----- EXTRACTED ENTRIES -----

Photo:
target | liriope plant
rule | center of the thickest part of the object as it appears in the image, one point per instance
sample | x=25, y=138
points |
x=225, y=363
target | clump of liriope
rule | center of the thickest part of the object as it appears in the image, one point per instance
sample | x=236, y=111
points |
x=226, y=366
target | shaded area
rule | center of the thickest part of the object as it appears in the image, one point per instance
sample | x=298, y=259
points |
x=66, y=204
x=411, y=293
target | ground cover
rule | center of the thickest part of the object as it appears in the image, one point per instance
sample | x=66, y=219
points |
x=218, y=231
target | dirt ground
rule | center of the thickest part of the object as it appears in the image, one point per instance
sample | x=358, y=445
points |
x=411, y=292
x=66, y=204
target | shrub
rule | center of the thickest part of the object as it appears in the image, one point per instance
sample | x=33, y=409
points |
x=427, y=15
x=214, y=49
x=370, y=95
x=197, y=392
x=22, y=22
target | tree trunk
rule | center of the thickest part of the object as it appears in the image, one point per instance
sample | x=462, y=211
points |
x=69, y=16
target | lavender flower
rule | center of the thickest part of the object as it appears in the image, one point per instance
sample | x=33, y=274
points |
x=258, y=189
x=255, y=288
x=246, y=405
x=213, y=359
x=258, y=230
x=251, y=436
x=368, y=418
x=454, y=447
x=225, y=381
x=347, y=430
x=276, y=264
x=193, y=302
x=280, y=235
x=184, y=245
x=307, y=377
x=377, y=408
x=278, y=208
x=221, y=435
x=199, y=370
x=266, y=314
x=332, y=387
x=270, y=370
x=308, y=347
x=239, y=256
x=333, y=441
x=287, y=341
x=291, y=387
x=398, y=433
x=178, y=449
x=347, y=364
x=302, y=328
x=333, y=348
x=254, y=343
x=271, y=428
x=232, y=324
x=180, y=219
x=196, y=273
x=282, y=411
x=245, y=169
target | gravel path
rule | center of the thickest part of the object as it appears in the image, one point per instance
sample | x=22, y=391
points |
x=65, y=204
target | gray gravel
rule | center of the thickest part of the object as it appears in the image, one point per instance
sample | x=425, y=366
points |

-----

◆ **GOAL**
Show the data once more, exactly as it was written.

◆ **SOLUTION TO THIS TASK**
Photo:
target | liriope plant
rule | center of the thickest part of the object as it appears in the image, one point per instance
sample | x=25, y=138
points |
x=225, y=363
target | clump of liriope
rule | center of the thickest part of the object as it appears in the image, one point per instance
sample | x=236, y=111
points |
x=226, y=366
target | shaded area
rule | center of the thickest part of the object as it appears in the image, one point per instance
sample | x=298, y=259
points |
x=66, y=204
x=411, y=293
target | ground cover
rule | center of the thickest part of the object as it appears in the image, one point per instance
sample | x=66, y=219
points |
x=218, y=231
target | dirt ground
rule | center of the thickest part of the object as it appears in the image, one point per instance
sample | x=358, y=445
points |
x=411, y=292
x=66, y=204
target | shrub
rule | center of the thickest part of the object as it appears in the image, one point per instance
sample | x=33, y=409
points |
x=427, y=15
x=214, y=49
x=370, y=95
x=197, y=392
x=22, y=22
target | tree trunk
rule | center of the thickest part of the object as it appears in the image, one point per instance
sample | x=462, y=211
points |
x=69, y=16
target | lavender flower
rule | center of the thickest part of the object as it appears in the image, one point per instance
sample | x=33, y=274
points |
x=258, y=189
x=255, y=288
x=246, y=405
x=213, y=359
x=258, y=230
x=251, y=436
x=368, y=418
x=454, y=447
x=225, y=381
x=347, y=430
x=276, y=264
x=193, y=302
x=280, y=235
x=184, y=245
x=307, y=377
x=377, y=408
x=278, y=208
x=221, y=435
x=199, y=370
x=266, y=314
x=332, y=387
x=270, y=370
x=308, y=347
x=239, y=256
x=333, y=441
x=287, y=341
x=291, y=387
x=398, y=433
x=178, y=449
x=347, y=364
x=302, y=328
x=333, y=348
x=254, y=343
x=271, y=428
x=232, y=324
x=180, y=219
x=196, y=273
x=282, y=411
x=245, y=169
target | gravel path
rule | center of the thickest part of the object as it appears in the image, one point per instance
sample | x=22, y=391
points |
x=65, y=204
target | gray gravel
rule | center of the thickest part of the object as it appears in the image, one point per instance
sample | x=425, y=366
points |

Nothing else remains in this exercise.